* **Assignment**:
Say how many lines of the listing below include the word "white", with no other output.

* **Stored data**:
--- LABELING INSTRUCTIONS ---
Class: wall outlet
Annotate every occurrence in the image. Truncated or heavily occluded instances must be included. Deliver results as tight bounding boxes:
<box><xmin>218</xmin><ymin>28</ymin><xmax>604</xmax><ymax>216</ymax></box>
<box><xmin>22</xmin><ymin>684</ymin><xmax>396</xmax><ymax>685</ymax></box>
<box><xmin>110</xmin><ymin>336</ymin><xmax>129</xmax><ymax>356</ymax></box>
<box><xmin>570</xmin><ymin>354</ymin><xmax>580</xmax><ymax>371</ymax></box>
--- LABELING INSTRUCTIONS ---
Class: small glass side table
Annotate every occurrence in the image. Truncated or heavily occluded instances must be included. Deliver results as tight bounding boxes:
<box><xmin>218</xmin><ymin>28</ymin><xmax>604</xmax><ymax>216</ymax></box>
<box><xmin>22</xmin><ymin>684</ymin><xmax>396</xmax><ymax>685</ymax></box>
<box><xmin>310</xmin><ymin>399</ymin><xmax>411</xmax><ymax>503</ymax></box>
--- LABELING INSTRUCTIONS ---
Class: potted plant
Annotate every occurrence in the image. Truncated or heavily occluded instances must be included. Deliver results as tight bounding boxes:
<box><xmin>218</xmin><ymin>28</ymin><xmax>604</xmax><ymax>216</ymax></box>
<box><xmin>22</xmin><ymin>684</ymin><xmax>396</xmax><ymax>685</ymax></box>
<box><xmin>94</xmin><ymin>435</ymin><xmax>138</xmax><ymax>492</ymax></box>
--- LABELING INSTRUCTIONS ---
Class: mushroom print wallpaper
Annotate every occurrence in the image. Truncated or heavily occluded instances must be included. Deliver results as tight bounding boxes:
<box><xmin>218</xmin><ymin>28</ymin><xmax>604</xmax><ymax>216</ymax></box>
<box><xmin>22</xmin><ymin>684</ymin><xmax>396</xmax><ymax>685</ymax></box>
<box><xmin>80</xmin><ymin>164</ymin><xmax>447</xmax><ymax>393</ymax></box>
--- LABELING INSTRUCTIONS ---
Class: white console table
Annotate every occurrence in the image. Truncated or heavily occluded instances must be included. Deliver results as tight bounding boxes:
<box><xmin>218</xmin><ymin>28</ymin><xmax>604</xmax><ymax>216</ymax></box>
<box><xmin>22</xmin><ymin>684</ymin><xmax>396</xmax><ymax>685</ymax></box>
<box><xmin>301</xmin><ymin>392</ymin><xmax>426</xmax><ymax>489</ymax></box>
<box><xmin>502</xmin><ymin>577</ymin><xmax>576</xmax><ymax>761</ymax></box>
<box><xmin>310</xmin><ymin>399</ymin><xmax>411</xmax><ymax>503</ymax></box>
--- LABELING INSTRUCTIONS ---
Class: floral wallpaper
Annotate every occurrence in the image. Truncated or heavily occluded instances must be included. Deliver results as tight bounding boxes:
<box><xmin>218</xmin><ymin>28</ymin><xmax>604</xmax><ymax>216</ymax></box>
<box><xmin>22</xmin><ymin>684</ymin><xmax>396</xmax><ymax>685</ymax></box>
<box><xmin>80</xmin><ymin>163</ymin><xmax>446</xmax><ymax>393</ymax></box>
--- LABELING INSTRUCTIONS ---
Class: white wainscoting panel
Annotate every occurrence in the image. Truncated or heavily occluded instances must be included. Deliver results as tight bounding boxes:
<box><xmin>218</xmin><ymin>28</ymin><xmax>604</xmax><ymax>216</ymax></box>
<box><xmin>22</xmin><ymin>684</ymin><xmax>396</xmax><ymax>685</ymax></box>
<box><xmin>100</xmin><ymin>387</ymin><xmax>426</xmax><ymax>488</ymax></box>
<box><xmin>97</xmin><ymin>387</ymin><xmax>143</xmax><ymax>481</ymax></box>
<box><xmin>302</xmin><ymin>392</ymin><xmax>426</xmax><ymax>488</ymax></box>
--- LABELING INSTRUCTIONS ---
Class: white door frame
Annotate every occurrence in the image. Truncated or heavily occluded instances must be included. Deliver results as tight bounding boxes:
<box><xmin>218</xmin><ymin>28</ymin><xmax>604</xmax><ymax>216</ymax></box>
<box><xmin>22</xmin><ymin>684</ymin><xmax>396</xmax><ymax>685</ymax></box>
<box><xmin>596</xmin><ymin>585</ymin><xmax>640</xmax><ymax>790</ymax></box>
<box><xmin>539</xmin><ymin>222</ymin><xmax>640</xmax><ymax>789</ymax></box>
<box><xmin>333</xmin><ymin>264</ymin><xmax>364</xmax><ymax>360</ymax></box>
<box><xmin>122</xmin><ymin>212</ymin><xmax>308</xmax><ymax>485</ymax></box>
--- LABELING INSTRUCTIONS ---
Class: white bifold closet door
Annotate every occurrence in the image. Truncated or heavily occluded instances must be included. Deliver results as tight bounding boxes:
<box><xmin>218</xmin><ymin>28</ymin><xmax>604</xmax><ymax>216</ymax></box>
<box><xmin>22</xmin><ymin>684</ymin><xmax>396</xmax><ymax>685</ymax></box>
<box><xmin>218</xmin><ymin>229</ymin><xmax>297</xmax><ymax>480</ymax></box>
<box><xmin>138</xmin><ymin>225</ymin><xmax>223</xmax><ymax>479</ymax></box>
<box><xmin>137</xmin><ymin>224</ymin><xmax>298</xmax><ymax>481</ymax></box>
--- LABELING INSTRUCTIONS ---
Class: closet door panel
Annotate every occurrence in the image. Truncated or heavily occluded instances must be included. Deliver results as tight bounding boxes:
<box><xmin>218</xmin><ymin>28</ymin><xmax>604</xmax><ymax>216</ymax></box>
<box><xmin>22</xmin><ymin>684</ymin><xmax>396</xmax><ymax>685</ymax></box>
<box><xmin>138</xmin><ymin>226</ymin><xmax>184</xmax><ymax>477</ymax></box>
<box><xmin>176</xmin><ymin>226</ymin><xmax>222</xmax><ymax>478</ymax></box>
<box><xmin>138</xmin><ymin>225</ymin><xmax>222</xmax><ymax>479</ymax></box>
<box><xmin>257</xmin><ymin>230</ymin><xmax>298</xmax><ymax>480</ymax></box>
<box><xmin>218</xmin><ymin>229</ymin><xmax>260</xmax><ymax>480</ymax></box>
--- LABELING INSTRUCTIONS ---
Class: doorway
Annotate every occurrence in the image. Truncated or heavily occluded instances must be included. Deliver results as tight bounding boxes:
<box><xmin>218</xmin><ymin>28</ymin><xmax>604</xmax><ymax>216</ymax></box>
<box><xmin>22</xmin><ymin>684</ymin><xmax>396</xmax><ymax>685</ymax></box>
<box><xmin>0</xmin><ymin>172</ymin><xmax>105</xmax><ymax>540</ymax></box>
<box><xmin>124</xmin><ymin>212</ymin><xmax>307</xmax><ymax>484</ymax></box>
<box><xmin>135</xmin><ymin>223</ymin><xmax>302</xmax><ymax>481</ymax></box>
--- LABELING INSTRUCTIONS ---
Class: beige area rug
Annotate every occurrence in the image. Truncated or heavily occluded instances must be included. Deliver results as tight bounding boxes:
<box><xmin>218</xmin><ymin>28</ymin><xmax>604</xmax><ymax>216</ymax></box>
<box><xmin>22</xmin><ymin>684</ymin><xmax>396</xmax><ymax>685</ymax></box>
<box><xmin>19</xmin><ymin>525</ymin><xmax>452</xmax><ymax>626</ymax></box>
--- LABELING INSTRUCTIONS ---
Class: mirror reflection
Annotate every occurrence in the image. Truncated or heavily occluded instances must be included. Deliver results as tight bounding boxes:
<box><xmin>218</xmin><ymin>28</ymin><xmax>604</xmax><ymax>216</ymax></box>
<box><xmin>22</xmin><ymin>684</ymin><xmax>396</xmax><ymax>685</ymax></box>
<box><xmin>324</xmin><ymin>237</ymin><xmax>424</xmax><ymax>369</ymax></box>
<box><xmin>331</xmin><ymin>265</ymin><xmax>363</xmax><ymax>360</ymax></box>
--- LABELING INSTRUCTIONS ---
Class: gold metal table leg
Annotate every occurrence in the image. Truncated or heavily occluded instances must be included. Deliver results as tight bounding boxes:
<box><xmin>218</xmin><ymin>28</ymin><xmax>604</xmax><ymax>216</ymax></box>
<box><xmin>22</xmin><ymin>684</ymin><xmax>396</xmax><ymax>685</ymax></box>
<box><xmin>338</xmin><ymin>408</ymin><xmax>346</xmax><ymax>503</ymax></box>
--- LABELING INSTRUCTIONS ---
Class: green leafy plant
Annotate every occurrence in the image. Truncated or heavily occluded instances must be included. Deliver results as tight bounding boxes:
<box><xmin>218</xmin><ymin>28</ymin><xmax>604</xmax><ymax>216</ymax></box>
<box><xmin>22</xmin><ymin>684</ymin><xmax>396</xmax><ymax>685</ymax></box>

* **Answer box**:
4